Work to do — Tally the lines of the listing below that contain the string "butterfly", treating uppercase and lowercase as distinct. Reply with the count alone.

Input —
==================================================

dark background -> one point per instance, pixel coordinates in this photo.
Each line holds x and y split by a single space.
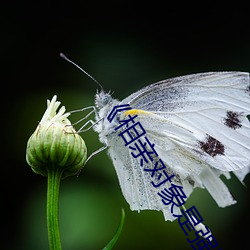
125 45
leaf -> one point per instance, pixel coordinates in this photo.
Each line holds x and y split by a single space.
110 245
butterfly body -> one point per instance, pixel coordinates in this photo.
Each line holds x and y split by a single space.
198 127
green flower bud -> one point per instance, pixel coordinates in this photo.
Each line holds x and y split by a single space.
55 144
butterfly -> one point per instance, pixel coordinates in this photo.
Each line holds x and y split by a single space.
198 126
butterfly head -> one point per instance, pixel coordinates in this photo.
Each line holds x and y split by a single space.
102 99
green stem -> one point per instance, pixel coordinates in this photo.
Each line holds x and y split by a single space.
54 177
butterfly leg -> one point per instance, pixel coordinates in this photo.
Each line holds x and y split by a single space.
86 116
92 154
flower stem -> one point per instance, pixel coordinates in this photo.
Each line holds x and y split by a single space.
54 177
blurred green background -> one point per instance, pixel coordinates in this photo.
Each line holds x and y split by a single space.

==================================================

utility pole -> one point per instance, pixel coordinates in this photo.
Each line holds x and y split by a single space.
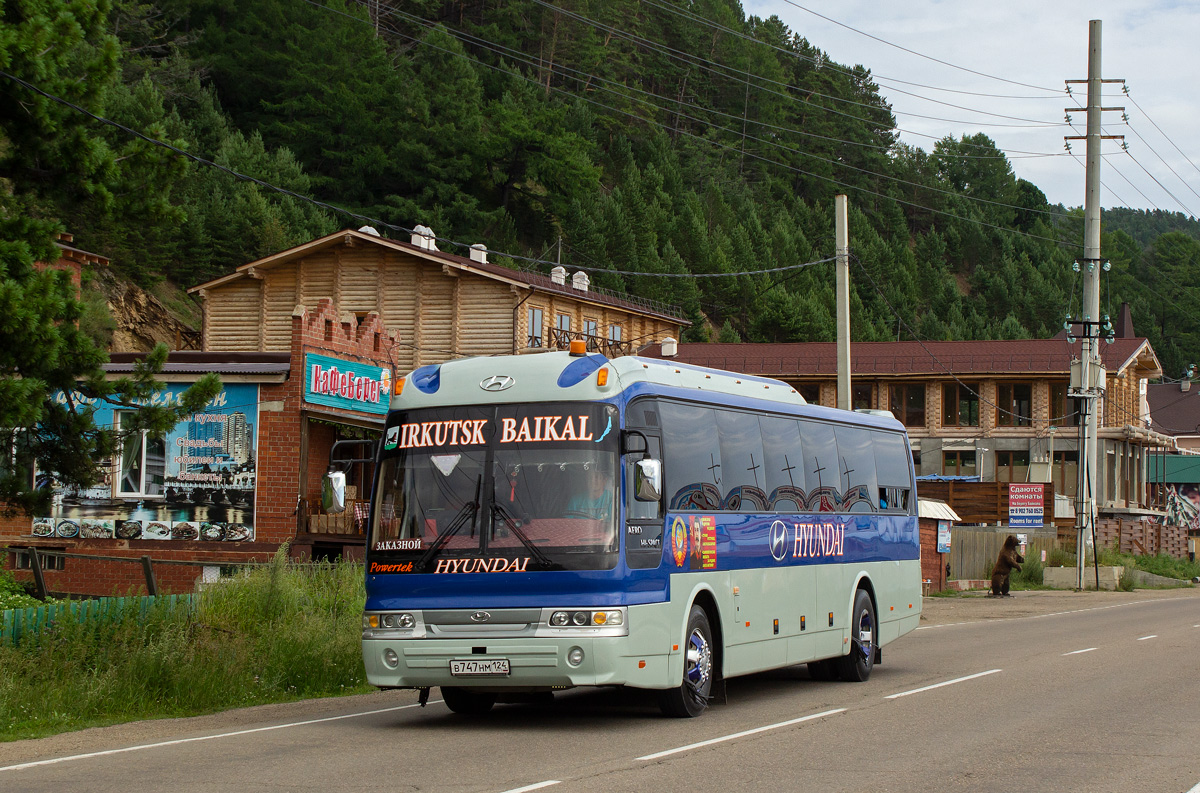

==================================================

Response to this task — 4